[BEGIN Recorded information]
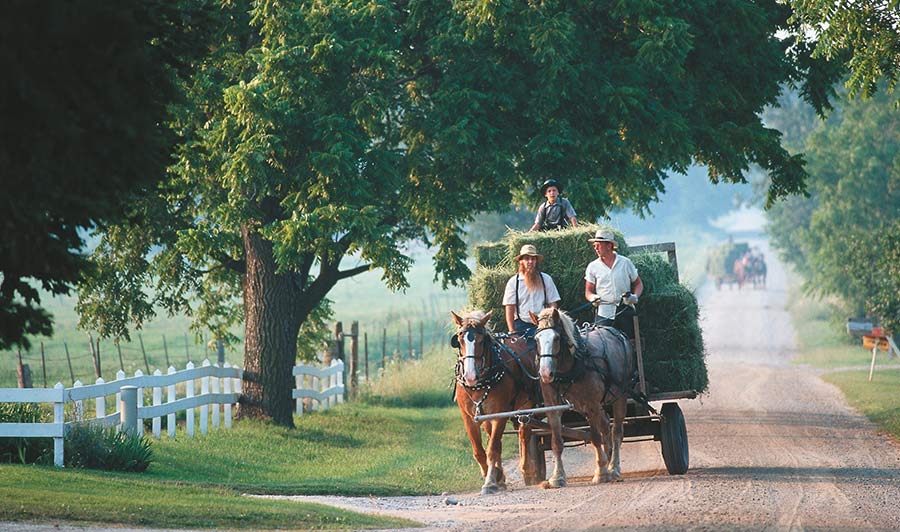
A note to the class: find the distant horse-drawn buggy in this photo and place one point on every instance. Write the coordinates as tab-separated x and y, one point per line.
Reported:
569	385
736	264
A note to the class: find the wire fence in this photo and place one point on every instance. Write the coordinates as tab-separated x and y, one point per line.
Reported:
389	336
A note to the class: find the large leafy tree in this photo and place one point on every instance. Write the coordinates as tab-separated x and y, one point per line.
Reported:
845	237
862	34
320	137
84	93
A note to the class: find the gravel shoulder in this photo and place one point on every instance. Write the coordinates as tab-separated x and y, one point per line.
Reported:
772	447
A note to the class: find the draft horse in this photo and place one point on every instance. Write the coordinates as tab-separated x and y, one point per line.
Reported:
589	372
494	373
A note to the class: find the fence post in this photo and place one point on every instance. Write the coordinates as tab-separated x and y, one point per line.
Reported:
69	360
157	400
95	355
100	402
188	393
43	365
119	376
166	351
227	405
354	358
170	398
339	375
128	410
215	406
298	385
204	409
79	404
59	419
144	353
140	392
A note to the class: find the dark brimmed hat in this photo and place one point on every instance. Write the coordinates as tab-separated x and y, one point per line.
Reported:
528	250
550	183
604	235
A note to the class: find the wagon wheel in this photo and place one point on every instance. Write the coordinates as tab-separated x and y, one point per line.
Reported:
673	439
535	462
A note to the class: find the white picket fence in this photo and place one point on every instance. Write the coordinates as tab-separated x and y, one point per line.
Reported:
324	386
220	388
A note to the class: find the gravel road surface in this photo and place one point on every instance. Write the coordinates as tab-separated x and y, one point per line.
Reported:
772	448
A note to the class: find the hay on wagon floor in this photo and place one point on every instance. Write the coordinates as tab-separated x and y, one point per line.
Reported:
673	351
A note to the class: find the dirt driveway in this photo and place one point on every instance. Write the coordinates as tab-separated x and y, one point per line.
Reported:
772	447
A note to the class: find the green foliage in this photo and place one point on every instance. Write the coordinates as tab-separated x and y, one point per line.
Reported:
421	383
94	447
674	355
82	124
23	450
861	35
845	238
312	132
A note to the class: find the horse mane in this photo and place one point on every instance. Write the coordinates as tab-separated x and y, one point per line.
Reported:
567	322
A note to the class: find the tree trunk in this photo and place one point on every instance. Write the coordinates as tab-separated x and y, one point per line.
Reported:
273	313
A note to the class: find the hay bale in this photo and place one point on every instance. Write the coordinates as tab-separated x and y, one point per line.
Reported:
672	340
491	255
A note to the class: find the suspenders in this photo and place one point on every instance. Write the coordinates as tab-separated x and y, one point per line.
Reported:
543	286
[END Recorded information]
### Job
Reproduce the stretch from the line containing "A note to the class: find the suspenders" through the end of the records, request lines included, and add 57 to each coordinate value in the reported answers.

### Full solution
A note to the class: find the suspenders in this photo and place one point on every instance. Write the coordinates as tab-separated x and y, one point per line.
Reported:
600	343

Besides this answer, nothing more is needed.